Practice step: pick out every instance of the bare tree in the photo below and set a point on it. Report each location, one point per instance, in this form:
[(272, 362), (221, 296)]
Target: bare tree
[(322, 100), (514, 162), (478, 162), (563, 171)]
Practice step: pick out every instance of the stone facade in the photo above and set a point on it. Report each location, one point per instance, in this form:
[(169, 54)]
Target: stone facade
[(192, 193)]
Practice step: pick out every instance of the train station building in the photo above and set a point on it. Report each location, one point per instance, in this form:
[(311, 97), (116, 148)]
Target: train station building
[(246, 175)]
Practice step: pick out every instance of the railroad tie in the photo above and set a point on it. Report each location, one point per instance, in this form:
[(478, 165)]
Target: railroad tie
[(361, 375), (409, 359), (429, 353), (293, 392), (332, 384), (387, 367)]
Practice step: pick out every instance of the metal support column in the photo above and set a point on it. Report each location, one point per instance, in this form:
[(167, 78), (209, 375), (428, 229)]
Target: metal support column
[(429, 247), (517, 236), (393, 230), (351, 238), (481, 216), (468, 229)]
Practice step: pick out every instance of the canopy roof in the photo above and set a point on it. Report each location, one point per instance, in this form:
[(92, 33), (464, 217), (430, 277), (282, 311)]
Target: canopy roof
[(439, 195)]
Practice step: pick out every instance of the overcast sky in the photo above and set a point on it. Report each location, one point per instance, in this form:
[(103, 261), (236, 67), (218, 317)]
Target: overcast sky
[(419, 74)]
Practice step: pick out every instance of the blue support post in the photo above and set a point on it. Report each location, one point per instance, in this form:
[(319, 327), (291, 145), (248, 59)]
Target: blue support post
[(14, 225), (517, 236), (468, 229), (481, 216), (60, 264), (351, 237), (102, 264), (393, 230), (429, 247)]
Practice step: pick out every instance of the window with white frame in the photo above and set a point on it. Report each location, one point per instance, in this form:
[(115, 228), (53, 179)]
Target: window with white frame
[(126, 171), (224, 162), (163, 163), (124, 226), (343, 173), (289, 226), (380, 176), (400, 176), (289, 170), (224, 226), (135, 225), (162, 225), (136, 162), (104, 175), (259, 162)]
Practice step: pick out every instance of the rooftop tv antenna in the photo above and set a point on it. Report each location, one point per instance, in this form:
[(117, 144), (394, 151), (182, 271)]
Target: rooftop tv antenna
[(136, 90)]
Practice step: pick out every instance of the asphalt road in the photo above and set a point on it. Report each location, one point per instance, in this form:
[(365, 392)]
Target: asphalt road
+++++
Copy out every line above word for word, from the first to the last, without changing anything.

RIGHT ANSWER:
Practice step: pick out every instance of the bare tree in the photo below and set a point on it. Report each location, one point per instance, in this form:
[(272, 362), (221, 296)]
Target: bare tree
[(322, 100), (514, 162), (478, 162), (563, 171)]
Practice step: pick out every instance of the stone facade in the photo above and set a point on it. Report each location, one point per instance, in this form:
[(169, 54)]
Target: stone facade
[(192, 193)]
Practice step: pick out every instance of the train station building in the photo above and set a point on it. Report each location, one point per instance, in this form:
[(311, 97), (116, 148)]
Target: train station building
[(246, 175)]
Practice step: pick out every instance of the railroad tie in the photo above and set a point on it. Report each location, one point per instance, in this form:
[(478, 165)]
Target: railroad tie
[(361, 375), (409, 359), (429, 353), (293, 392), (332, 384), (387, 367)]
Practice step: pick out every instance of the metal support column in the photo above and set a point on it. Report each location, one point per instance, in this form:
[(167, 78), (209, 375), (428, 229)]
Target: metal support column
[(429, 247), (517, 236), (393, 230), (351, 238), (481, 216), (468, 229)]
Practice step: pick out every instance of the canopy roof in the photo above and set a point on it. Report each location, one point per instance, in this form:
[(92, 33), (464, 217), (430, 277), (282, 311)]
Target: canopy roof
[(439, 195)]
Practice step: pick out every instance of the overcast sky in the photo above and set a point on it. Report each location, one point per instance, in this form:
[(103, 261), (236, 67), (218, 317)]
Target: overcast sky
[(419, 74)]
Practice step: pick out every instance of the blue support post in the photo above and set a point on it. Report each location, one point per instance, in this form:
[(319, 327), (291, 145), (248, 59)]
Target: blue support post
[(14, 225), (517, 236), (468, 229), (481, 216), (60, 264), (351, 237), (102, 264), (393, 230), (429, 247)]
Practice step: pick out every instance of the window with white frame in the photo above and set a point on it. Report each location, one point per instance, in this form:
[(115, 228), (53, 179)]
Target: window with white frame
[(126, 171), (224, 162), (163, 163), (124, 226), (343, 173), (289, 226), (380, 176), (400, 176), (289, 170), (224, 226), (135, 225), (162, 225), (136, 162), (104, 175), (259, 162)]
Practice step: pick out every instance of the rooftop tv antenna in the photo above and set a point on it. Report each location, one point per instance, in this form:
[(117, 144), (394, 151), (182, 271)]
Target: rooftop tv antenna
[(136, 90)]
Practice step: pick out every instance of the asphalt road in the photo above and set a point on it. Report each location, one point per instance, in this form:
[(365, 392)]
Target: asphalt road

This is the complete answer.